■ YOUR OBJECTIVE ■
Copy the data exactly as it appears, and do not include any pictures.

==== DATA FOR THIS EXERCISE ====

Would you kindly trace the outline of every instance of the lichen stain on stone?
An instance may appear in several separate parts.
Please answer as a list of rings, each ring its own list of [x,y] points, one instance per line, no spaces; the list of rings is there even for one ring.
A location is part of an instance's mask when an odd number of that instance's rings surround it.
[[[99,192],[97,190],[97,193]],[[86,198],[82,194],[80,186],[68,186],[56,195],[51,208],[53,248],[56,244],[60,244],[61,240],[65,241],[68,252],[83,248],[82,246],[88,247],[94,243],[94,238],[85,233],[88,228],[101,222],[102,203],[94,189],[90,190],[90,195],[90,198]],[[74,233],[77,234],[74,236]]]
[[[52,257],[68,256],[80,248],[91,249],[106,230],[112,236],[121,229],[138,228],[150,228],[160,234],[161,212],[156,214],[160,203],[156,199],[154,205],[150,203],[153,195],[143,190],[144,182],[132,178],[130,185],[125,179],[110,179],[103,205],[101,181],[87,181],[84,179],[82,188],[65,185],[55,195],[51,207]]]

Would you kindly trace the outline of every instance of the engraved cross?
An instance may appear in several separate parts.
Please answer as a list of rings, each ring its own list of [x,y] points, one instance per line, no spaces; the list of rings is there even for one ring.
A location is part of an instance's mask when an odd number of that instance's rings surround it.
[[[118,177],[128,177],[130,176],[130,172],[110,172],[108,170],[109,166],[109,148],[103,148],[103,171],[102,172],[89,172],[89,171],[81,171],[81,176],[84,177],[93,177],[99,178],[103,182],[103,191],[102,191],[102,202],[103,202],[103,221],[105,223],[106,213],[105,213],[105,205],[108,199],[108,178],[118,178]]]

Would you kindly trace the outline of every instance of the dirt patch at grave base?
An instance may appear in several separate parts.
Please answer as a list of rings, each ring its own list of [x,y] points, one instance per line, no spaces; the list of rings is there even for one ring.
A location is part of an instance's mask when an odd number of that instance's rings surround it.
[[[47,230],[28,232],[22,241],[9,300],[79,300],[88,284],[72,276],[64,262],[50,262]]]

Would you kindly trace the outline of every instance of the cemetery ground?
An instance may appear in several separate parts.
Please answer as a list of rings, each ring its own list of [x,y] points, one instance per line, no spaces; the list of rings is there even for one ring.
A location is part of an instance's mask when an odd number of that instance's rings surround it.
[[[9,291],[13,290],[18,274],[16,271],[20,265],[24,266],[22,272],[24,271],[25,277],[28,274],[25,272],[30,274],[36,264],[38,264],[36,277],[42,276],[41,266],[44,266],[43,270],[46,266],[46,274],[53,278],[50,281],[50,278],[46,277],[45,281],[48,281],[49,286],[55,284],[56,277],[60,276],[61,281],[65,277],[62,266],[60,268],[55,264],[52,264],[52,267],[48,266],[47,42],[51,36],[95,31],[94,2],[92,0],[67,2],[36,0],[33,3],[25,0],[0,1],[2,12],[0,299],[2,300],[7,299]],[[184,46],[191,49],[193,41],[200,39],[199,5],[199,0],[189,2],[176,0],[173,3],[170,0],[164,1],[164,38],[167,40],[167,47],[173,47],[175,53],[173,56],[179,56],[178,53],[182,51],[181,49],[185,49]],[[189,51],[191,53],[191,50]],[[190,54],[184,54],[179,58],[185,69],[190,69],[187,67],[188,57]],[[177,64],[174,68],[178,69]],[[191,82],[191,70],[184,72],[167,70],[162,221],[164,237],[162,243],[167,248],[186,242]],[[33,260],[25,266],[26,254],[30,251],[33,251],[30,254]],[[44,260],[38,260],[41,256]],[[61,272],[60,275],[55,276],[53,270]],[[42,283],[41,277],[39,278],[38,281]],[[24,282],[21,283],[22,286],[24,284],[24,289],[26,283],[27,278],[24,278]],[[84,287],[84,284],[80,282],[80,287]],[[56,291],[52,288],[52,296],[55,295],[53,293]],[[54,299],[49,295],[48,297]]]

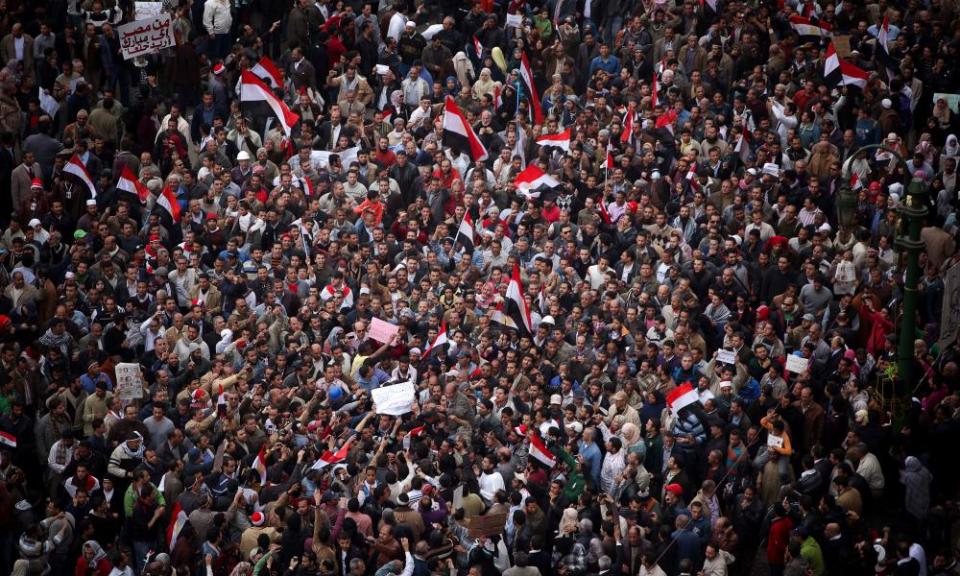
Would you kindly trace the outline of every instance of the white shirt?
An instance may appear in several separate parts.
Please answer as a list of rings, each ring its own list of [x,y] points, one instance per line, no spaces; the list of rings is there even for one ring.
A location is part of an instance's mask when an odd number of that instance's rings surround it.
[[[493,496],[498,490],[504,490],[506,485],[503,482],[503,476],[494,470],[493,472],[484,472],[480,475],[480,497],[487,502],[493,502]]]
[[[17,56],[17,60],[23,61],[23,35],[19,38],[13,39],[13,50]]]
[[[387,38],[393,38],[394,40],[400,40],[400,35],[403,34],[403,29],[407,25],[407,17],[402,13],[397,12],[390,17],[390,24],[387,26]]]

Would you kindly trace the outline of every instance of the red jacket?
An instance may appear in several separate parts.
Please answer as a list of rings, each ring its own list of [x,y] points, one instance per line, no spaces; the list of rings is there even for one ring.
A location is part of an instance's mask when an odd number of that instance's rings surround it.
[[[767,562],[774,566],[783,566],[783,555],[790,543],[790,531],[793,530],[793,520],[777,518],[770,524],[770,534],[767,537]]]

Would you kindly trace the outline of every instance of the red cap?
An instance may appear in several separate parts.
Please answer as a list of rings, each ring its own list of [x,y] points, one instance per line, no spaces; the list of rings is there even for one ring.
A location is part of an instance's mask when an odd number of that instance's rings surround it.
[[[207,214],[207,220],[216,220],[216,219],[217,219],[217,215],[214,214],[213,212],[209,212]]]
[[[870,183],[870,190],[871,190],[871,191],[879,191],[879,190],[880,190],[880,182],[879,182],[879,181],[876,181],[876,180],[873,181],[873,182],[871,182],[871,183]]]
[[[159,241],[160,241],[160,235],[159,235],[159,234],[151,234],[151,235],[150,235],[150,241],[151,241],[151,242],[159,242]]]
[[[683,496],[683,486],[679,484],[667,484],[664,490],[667,492],[673,492],[673,495],[678,498]]]
[[[30,187],[31,187],[31,188],[39,188],[39,189],[43,190],[43,180],[41,180],[41,179],[39,179],[39,178],[34,178],[33,181],[30,182]]]
[[[226,70],[226,68],[223,67],[223,64],[217,63],[213,65],[213,73],[217,74],[218,76],[223,74],[224,70]]]

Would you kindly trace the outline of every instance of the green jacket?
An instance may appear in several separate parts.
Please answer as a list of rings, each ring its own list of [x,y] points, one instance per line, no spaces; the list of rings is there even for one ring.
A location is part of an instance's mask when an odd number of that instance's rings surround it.
[[[577,502],[580,500],[580,495],[583,494],[583,488],[585,480],[583,474],[581,474],[577,469],[579,463],[574,460],[566,450],[559,446],[551,448],[553,453],[567,465],[567,483],[563,487],[563,495],[570,500],[570,502]]]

====

■ EXERCISE RESPONSE ■
Would you kindly trace the outline of every instance of the lichen stain on stone?
An instance may appear in several separate parts.
Please answer as a list of rings, each ring its own list of [x,y] points, one instance per line, no spaces; the list of rings is there even for one ring.
A location is part of an instance's mask when an odd number of that instance's rings surround it.
[[[99,192],[97,190],[97,193]],[[86,198],[82,194],[80,186],[68,186],[56,195],[51,208],[53,248],[56,244],[60,244],[61,240],[65,241],[68,252],[83,248],[82,246],[88,247],[94,243],[94,238],[85,233],[88,228],[101,222],[102,203],[94,189],[90,190],[90,195],[90,198]],[[74,233],[77,234],[74,236]]]
[[[52,257],[68,256],[80,248],[91,249],[106,230],[112,236],[121,229],[138,228],[150,228],[160,234],[161,212],[156,214],[160,203],[156,199],[154,205],[150,203],[153,195],[143,190],[144,182],[132,178],[130,185],[125,179],[110,179],[103,205],[101,181],[87,181],[84,179],[82,188],[65,185],[55,195],[51,207]]]

Would you kindly trace the outline of every instance of the engraved cross?
An instance may appear in several separate parts.
Please answer as a list of rings, each ring its own list of [x,y] points, one instance per line, no spaces; the list of rings is there even for one ring.
A location is part of an instance's mask when an odd number of that instance's rings surround it.
[[[118,177],[128,177],[130,176],[130,172],[110,172],[108,170],[109,166],[109,148],[103,148],[103,171],[102,172],[89,172],[89,171],[81,171],[81,176],[84,177],[93,177],[99,178],[103,182],[103,191],[102,191],[102,202],[103,202],[103,221],[105,223],[106,213],[105,213],[105,205],[108,199],[108,178],[118,178]]]

Would you kindly trace the outline of every instance of the dirt patch at grave base?
An instance may appear in several separate parts.
Please answer as a list of rings, each ring its own list of [x,y] points, one instance per line, no spaces; the list of rings is there even for one ring.
A location is part of an instance's mask when an odd number of that instance's rings surround it.
[[[47,230],[28,232],[22,241],[9,300],[79,300],[88,284],[72,276],[64,262],[50,262]]]

Would you kindly trace the outline of every instance of the cemetery ground?
An instance may appear in several separate parts.
Please answer as a list of rings, each ring its own list of [x,y] points, one instance per line, no spaces; the list of rings is there even for one ring.
A location is part of an instance's mask when an odd number of that instance's rings surround it.
[[[9,291],[13,290],[18,274],[16,271],[20,265],[24,266],[22,272],[24,271],[25,277],[28,274],[25,272],[30,274],[36,264],[38,264],[36,277],[42,276],[41,266],[44,266],[43,270],[46,266],[46,274],[53,278],[50,281],[50,278],[46,277],[45,281],[48,281],[49,286],[55,284],[56,277],[60,276],[61,281],[65,277],[62,266],[60,268],[55,264],[52,264],[52,267],[48,266],[47,42],[51,36],[95,31],[94,2],[92,0],[67,2],[36,0],[33,3],[25,0],[0,1],[2,12],[0,299],[2,300],[7,299]],[[184,46],[191,49],[193,41],[200,39],[199,5],[199,0],[189,2],[176,0],[173,3],[170,0],[164,1],[164,38],[167,40],[167,47],[173,47],[175,53],[173,56],[179,56],[178,53],[182,51],[181,49],[185,49]],[[189,51],[191,53],[191,50]],[[190,54],[184,54],[179,58],[185,69],[190,69],[187,67],[188,57]],[[177,64],[174,68],[178,69]],[[191,82],[191,70],[184,72],[167,70],[162,221],[164,237],[162,243],[167,248],[186,242]],[[33,260],[25,266],[26,254],[30,251],[33,251],[30,254]],[[44,260],[38,260],[41,256]],[[61,272],[60,275],[55,276],[53,270]],[[42,283],[41,277],[39,278],[38,281]],[[24,282],[21,283],[22,286],[24,284],[24,289],[26,283],[27,278],[24,278]],[[84,287],[84,284],[80,282],[80,287]],[[56,291],[52,288],[52,296],[55,295],[53,293]],[[54,299],[49,295],[48,297]]]

Would you kindly trace the outline of every instance of the white shirt?
An instance may appear in several separate parts.
Please answer as a list of rings, each ring its own list of [x,y] points, one instance per line, no spaces; the list of rings is there even for one ring.
A location is part of an instance's mask when an odd number of that instance's rings surround it.
[[[493,496],[498,490],[504,490],[506,485],[503,482],[503,476],[494,470],[493,472],[484,472],[480,475],[480,497],[487,502],[493,502]]]
[[[17,56],[17,60],[23,61],[23,35],[19,38],[13,39],[13,50]]]
[[[387,38],[393,38],[394,40],[400,40],[400,35],[403,34],[403,29],[407,25],[407,17],[402,13],[397,12],[390,17],[390,24],[387,26]]]

Would you kindly trace the outline of every instance of the red jacket?
An instance may appear in several separate parts.
Please answer as a list of rings, each ring its own list of [x,y] points, one instance per line, no spaces; the list of rings is there even for one ring.
A location is part of an instance's mask when an odd number of that instance's rings surround it.
[[[767,562],[774,566],[783,566],[783,555],[790,543],[790,531],[793,530],[793,520],[777,518],[770,524],[770,534],[767,537]]]

Would you kindly trace the outline of every instance of the red cap?
An instance may appear in several separate parts.
Please answer as a list of rings, each ring its own list of [x,y] points, one instance per line, no spaces; the list of rings is there even for one ring.
A location is part of an instance's mask when an odd number of that instance's rings surround it.
[[[207,214],[207,220],[216,220],[216,219],[217,219],[217,215],[214,214],[213,212],[209,212]]]
[[[870,183],[870,190],[871,190],[871,191],[879,191],[879,190],[880,190],[880,182],[879,182],[879,181],[876,181],[876,180],[873,181],[873,182],[871,182],[871,183]]]
[[[159,241],[160,241],[160,235],[159,235],[159,234],[151,234],[151,235],[150,235],[150,241],[151,241],[151,242],[159,242]]]
[[[683,496],[683,486],[679,484],[667,484],[664,490],[667,492],[673,492],[673,495],[678,498]]]
[[[30,187],[31,187],[31,188],[39,188],[39,189],[43,190],[43,180],[41,180],[41,179],[39,179],[39,178],[34,178],[33,181],[30,182]]]
[[[226,70],[226,68],[223,67],[223,64],[217,63],[213,65],[213,73],[217,74],[218,76],[223,74],[224,70]]]

Would you kindly trace the outline of every instance of the green jacket?
An instance may appear in several separate parts.
Please answer as a list of rings, each ring its own list of [x,y] points, one instance per line, no spaces; the list of rings is there even for one ring.
A location is part of an instance's mask when an odd number of that instance's rings surround it.
[[[577,502],[580,500],[580,495],[583,494],[583,488],[585,480],[583,474],[581,474],[577,469],[579,463],[574,460],[566,450],[559,446],[551,448],[553,453],[567,465],[567,483],[563,487],[563,495],[570,500],[570,502]]]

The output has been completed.